>> BEGIN Article

ACG - Agency Consulting Group

The PIPELINE

A national monthly newsletter for agency principals dedicated to agency management topic

Formulas For Success? - Or Failure?

Cash flow is comprised of total cash in-flow and total cash out-flow. If you are getting $1,000 in net compensation each week (after withholding) and you spend $200 on food, $250 on rent and $200 on all other expenses EVERY WEEK, then your weekly cash flow is a positive $350. If your income and expenses are the same every week, your annual cash flow is a positive $18,200. If you wanted to assume an additional $100 per week expense, you are relatively sure that your cash flow will support the additional expense of $5,200 since you have a positive cash flow of $18,200 for the year.

Our personal lives are generally more complicated and less predictable than this simple example. A business’ cash flow is exceedingly more complicated than an individual’s cash flow. However, big businesses have created models that permit them to project cash flow under certain conditions and subject those cash flow models to changes based on changing conditions.

>> END Article
>> BEGIN Data excerpts

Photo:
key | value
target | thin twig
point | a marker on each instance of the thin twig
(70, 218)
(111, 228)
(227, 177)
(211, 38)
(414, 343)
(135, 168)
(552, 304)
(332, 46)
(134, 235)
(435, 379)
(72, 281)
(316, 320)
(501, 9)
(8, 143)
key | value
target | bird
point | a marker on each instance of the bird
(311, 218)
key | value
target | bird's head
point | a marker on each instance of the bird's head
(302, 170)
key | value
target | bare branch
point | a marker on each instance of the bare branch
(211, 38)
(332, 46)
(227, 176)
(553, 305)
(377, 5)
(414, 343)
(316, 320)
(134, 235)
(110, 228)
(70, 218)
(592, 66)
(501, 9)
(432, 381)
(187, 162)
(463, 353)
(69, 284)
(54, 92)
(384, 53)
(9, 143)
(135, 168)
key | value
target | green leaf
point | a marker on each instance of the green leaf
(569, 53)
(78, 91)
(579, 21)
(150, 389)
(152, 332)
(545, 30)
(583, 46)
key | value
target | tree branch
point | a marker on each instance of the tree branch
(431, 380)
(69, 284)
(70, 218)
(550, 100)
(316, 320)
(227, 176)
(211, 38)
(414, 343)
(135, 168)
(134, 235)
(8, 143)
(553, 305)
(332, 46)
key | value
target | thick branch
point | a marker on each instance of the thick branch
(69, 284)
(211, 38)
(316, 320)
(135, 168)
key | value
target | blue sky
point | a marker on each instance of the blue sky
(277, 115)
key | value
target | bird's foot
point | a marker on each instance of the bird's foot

>> END Data excerpts

Write out the passage of the newsletter excerpt on cash flow that opens with the words containing "Cash flow is comprised" and closes with "for the year.". The items have no connection to the newsletter excerpt on cash flow.

Cash flow is comprised of total cash in-flow and total cash out-flow. If you are getting $1,000 in net compensation each week (after withholding) and you spend $200 on food, $250 on rent and $200 on all other expenses EVERY WEEK, then your weekly cash flow is a positive $350. If your income and expenses are the same every week, your annual cash flow is a positive $18,200. If you wanted to assume an additional $100 per week expense, you are relatively sure that your cash flow will support the additional expense of $5,200 since you have a positive cash flow of $18,200 for the year.